== Stated problem ==
Continue the passage on the campaign to impeach Dilma in Brazil, starting right after its final sentence.

== Reading passage ==
More than likely, the Senate will ratify the impeachment and oust Dilma, who will likely be succeeded by Michel Temer, her vice-president from the PMDB (Brazilian Democratic Movement Party). This will secure the success of a right-wing coup.

The coup was planned and executed by reactionary political parties, the Chamber of Commerce and oligarchical mass media. Globo, the largest TV and news channel in Brazil, has actively supported right-wing measures throughout the process. From 1964 to 1985, it served as a propaganda tool for the military dictatorship. Despite its subsequent apology for supporting the dictatorship, today it continues its reactionary role. Globo anchors promoted the pro-impeachment demonstrations and called for the population to participate. These protests got round-the-clock coverage, while the struggles of workers and left forces got little air time.

The coup was led by the Brazilian Democratic Movement Party (PMDB), a right wing party which previously backed the PT and had the Vice Presidency under Dilma. It was also supported by the PT’s right wing neoliberal opposition, the Brazilian Social Democracy Party (PSDB). The impeachment was facilitated by Brazil’s judicial system through orchestrated, selective attacks against the PT while ignoring charges against other parties involved in the Petrobras scandal, the largest corruption scandal in Brazil’s history.

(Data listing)

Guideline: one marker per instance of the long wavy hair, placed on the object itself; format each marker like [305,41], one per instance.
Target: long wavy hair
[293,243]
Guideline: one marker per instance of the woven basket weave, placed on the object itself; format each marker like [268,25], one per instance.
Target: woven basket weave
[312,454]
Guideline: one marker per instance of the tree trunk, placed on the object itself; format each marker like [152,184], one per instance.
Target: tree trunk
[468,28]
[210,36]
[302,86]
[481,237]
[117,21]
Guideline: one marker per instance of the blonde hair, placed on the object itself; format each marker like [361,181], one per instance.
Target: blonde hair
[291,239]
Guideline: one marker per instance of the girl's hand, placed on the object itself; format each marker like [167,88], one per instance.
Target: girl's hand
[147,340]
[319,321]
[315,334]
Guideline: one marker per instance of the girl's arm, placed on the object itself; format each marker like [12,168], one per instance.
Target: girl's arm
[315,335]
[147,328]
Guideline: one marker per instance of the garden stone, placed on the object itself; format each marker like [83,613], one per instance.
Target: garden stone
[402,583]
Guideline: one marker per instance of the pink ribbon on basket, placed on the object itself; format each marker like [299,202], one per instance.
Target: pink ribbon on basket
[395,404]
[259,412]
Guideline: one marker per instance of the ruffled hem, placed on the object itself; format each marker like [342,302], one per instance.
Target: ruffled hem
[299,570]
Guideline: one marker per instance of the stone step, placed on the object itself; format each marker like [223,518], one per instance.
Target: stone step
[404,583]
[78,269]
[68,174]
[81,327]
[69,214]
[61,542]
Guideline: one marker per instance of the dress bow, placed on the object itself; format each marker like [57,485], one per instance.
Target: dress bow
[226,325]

---

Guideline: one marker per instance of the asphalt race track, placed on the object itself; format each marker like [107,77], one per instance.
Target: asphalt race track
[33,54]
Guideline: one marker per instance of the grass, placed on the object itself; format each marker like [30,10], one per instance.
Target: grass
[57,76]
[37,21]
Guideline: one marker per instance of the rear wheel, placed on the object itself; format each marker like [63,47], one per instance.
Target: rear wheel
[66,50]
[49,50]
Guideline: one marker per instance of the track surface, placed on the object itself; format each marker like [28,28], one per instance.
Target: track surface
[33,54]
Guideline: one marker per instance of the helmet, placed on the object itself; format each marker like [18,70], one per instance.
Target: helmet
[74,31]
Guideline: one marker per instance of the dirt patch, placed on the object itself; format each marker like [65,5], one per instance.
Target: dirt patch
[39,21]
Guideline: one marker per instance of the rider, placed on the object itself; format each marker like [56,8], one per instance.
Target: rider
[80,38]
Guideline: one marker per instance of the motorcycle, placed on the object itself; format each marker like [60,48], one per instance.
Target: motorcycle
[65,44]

== Result of the exercise ==
How did the coup come about and how did the once-popular PT lose the reigns of power? It is necessary to answer these questions before examining the deep political and economic crisis the country is facing. The coup will not resolve this underlying crisis. On the contrary, growing tensions and conflicts are likely to emerge. At this historic moment, the situation in Brazil poses a tremendous challenge for revolutionary socialists.

The failure of class conciliation
The PT emerged out of working-class struggle. In the early 1980’s, metalworker strikes in Sao Paulo marked the end of the dictatorship´s complete control over workers and labor. Luiz Ignacio Lula da Silva, then president of the steelworkers’ union, became a major figure in the labor movement during these strikes. He went on to create the Workers’ Party as well as the CUT (national labor confederation), creating a division between the PT’s political party and their labor organization, in other words, between the political superstructure and labor’s economic struggles.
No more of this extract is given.